◆ **EXERCISE DIRECTIONS**
List the data from the line containing "-- sample [293,118]." up to and including the line containing "Target: halved lemon" as a JSON array of strings, one string per line, with blank lines skipped and the pictures left out.

◆ **DATA FOR THIS EXERCISE**
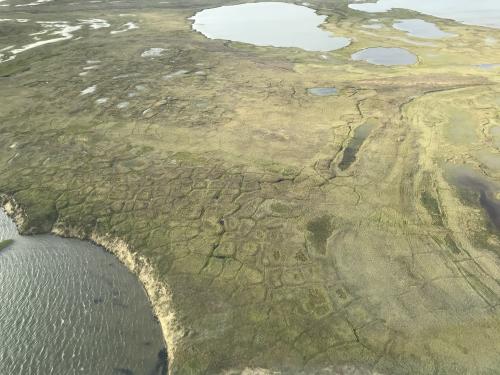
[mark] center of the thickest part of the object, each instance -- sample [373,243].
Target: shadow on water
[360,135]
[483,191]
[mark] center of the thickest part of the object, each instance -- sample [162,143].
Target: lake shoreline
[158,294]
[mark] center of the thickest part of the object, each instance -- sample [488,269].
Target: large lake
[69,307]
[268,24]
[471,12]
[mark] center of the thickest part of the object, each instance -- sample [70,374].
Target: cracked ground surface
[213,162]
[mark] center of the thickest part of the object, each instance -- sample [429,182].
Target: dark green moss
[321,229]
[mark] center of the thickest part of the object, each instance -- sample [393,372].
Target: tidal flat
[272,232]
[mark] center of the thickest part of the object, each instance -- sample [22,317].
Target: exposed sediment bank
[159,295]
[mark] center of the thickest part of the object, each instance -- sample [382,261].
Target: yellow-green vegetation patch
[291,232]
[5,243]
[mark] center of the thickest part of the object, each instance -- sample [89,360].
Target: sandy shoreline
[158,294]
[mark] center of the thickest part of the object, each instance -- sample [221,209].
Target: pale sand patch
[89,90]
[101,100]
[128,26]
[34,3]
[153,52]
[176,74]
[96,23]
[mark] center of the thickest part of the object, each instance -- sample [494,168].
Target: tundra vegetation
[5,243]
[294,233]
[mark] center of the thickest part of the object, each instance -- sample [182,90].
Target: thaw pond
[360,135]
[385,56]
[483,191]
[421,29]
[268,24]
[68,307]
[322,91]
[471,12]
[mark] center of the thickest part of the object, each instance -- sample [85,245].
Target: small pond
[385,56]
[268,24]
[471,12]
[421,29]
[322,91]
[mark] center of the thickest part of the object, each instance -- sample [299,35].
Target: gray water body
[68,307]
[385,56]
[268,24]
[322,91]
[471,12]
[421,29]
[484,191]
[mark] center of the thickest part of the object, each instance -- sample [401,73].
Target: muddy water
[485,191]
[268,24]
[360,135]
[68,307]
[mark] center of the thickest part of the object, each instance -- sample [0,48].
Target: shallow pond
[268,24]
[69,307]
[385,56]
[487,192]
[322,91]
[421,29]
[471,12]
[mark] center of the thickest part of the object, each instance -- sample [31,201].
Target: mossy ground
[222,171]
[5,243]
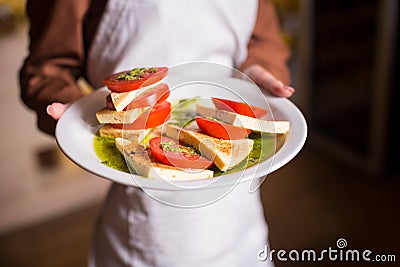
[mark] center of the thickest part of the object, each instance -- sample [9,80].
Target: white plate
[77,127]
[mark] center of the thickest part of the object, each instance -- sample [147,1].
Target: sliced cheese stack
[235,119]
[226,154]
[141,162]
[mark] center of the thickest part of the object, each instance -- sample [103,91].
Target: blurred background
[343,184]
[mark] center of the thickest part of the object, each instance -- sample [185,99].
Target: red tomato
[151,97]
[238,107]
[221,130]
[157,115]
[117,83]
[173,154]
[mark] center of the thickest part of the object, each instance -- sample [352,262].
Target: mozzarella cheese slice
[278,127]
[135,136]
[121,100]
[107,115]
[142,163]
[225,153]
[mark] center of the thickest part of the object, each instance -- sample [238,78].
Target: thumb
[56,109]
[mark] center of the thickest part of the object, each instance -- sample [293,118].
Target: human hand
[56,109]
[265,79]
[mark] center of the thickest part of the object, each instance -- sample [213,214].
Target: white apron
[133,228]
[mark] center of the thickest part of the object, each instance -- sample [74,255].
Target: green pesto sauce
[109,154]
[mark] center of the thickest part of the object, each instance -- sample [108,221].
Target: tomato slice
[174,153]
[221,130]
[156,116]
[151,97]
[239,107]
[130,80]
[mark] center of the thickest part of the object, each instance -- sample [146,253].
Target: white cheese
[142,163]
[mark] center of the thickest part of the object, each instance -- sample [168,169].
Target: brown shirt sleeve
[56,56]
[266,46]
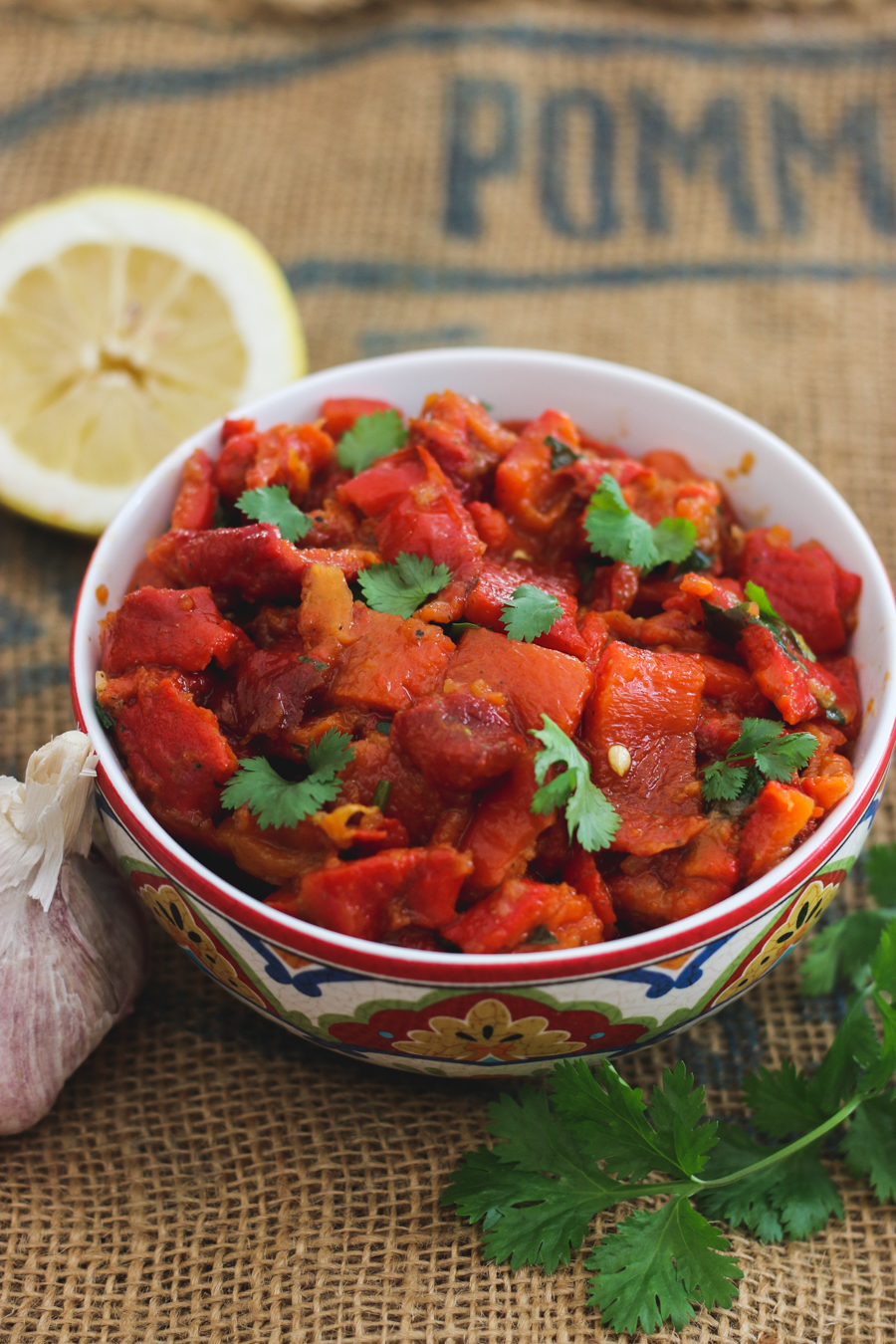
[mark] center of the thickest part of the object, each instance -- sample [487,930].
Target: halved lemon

...

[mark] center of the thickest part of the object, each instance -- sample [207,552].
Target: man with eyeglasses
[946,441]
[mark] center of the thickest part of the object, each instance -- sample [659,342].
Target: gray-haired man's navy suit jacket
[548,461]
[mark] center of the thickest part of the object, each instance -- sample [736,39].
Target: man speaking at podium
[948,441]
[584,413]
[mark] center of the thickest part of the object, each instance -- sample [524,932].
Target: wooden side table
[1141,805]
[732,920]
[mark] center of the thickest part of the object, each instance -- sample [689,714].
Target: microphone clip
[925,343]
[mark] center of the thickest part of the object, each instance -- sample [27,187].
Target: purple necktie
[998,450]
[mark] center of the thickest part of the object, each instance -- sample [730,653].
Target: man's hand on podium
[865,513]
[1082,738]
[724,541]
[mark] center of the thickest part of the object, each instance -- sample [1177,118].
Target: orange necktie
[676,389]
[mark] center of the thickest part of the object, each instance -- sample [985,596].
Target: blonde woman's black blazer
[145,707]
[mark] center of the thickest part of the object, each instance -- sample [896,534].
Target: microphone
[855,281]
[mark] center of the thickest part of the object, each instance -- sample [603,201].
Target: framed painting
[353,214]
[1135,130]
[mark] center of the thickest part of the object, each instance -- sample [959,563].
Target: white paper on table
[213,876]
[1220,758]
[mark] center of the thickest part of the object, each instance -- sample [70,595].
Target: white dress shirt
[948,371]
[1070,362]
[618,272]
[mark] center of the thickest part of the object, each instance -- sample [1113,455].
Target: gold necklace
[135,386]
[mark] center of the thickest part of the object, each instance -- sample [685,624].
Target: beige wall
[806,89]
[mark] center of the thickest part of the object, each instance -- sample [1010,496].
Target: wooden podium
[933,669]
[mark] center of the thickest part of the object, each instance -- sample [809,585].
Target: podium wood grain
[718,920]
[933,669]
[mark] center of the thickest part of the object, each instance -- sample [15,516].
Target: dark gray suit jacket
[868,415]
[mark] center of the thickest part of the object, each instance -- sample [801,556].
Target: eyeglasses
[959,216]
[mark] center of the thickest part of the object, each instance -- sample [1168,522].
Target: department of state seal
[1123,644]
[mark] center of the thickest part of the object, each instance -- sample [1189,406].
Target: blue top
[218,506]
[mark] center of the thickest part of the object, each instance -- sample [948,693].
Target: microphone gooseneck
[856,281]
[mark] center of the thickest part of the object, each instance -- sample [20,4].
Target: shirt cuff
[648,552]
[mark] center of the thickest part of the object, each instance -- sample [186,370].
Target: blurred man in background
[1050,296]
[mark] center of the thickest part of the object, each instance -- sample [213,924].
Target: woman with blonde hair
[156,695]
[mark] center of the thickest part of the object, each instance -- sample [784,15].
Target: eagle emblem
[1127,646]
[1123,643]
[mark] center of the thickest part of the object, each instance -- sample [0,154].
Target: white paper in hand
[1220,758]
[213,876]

◆ **SOLUTION TO THE EXERCISE**
[
  "[mark] center of the thickest part of the object, each instance -- sample [293,118].",
  "Target: human hand",
  "[56,109]",
  "[265,79]",
  "[mark] center of the thickest part of the object, each instance -- sample [213,214].",
  "Target: white apron",
  "[133,228]",
  "[mark] center of the thickest part of the object, each instance -- sample [74,255].",
  "Target: green pesto sauce",
  "[109,154]",
  "[mark] center of the thickest part of the object, each instance -- sample [108,221].",
  "Target: tomato slice",
  "[174,153]",
  "[221,130]",
  "[156,116]",
  "[151,97]",
  "[239,107]",
  "[130,80]",
  "[mark] center of the thickest part of the object, each instance -- sample [146,253].",
  "Target: white cheese",
  "[142,163]",
  "[mark] center of the thickest part of the object, each instance -- sample [168,169].",
  "Target: brown shirt sleeve",
  "[56,56]",
  "[266,46]",
  "[mark] center of the thickest part of the object, each instance -- sample [487,930].",
  "Target: halved lemon"
]